PAGE TEXT
══════
STEPHEN JONAH ADAH, J.C.A. (Delivering the Leading Judgment): This is an appeal against the judgment of the High Court of the Federal Capital Territory, Abuja, delivered on 18th June, 2020, in suit No: FCT/HC/CV/2514/2015.

The 1st Respondent as Claimant instituted this action at the trial Court and claimed against the Appellant as 1st Defendant all the sundry reliefs as per the Statement of Claim, thus:
1. A declaration that the stoppage of work and/or failure of the 1st Defendant to continue the erection of the plaintiff’s Type 3A Single Storey detached House with boys quarters at Plot No. 28 M.S. Alhassan Street, within Precinct 1 Malaysian Gardens Saraji District, Abuja since 2917/2008 or thereafter, after receipt of N6,000,000.00 is in breach of the contract of 28/8/2008.
2. An order of specific performance directing the 1st defendant to complete and deliver the Type 3A Single Storey detached house with boys quarters at plot 28 M.S. Alhassan Street, within precinct 1 Malaysian Gardens Saraji District, Abuja within three weeks from the date of the judgment and/or as the Court may direct or an order directing the plaintiff to take possession of the aforesaid Type 3A Single Storey detached Residential House with boys quarters at Plot 28 M.S. Alhassan Street within Precinct 1 Malaysian Gardens Saraji District, Abuja and use the balance of N20,092,500 to effect the completion of the said house and that the 2nd and 3rd defendants shall issue the relevant documents of title thereof to the plaintiff.
══════
TASK
Can you summarize the appeal judgment excerpt above in two sentences?

Boundary labeling listing
══════
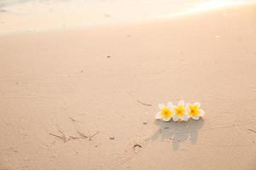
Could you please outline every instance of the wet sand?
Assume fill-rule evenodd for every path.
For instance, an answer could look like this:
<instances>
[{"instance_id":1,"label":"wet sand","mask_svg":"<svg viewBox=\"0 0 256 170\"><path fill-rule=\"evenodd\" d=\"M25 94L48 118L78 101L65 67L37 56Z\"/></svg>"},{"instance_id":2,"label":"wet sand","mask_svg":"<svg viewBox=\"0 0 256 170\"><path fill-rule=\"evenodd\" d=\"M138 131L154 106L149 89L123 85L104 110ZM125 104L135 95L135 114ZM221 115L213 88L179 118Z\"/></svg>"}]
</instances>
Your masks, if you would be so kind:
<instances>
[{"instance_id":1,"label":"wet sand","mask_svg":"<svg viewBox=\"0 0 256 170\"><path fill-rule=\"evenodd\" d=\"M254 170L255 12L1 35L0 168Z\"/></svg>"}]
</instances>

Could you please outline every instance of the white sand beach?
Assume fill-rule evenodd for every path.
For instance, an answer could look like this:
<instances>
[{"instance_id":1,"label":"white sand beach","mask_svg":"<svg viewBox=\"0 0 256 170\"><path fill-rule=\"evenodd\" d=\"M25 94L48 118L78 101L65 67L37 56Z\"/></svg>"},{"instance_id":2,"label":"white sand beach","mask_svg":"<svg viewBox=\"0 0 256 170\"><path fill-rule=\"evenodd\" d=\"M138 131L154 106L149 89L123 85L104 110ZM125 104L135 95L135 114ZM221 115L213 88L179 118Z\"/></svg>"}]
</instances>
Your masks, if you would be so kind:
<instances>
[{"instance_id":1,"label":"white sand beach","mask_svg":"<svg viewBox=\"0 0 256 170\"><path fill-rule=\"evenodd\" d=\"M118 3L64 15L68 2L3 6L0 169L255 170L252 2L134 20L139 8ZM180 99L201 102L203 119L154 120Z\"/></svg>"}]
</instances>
══════
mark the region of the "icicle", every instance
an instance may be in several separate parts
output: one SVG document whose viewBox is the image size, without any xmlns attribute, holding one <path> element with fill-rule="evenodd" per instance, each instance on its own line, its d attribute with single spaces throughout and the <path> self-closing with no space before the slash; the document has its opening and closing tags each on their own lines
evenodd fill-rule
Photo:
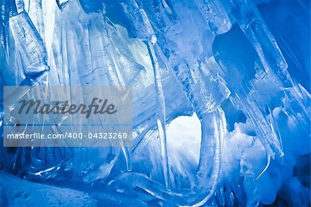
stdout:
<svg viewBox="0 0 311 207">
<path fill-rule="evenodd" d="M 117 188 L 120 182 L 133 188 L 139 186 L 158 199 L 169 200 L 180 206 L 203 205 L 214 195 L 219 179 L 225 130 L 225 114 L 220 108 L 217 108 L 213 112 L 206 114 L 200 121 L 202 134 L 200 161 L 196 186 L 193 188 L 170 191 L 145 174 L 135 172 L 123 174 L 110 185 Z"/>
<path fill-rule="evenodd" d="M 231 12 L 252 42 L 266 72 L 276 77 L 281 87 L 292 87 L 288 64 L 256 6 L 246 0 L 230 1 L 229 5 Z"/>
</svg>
══════
COMPLETE ANSWER
The excerpt opens an appeal against the judgment of the High Court of the Federal Capital Territory, Abuja, delivered on 18th June, 2020, in suit No: FCT/HC/CV/2514/2015, where the 1st Respondent, as Claimant, had sued the Appellant as 1st Defendant. The reliefs claimed include a declaration that the 1st Defendant's stoppage of work on the plaintiff's Type 3A Single Storey detached house with boys quarters at Plot 28 M.S. Alhassan Street, after it received N6,000,000.00, breached the contract of 28/8/2008, and an order of specific performance to complete and deliver the house, or else to let the plaintiff take possession, finish it with the balance of N20,092,500, and receive title documents from the 2nd and 3rd defendants.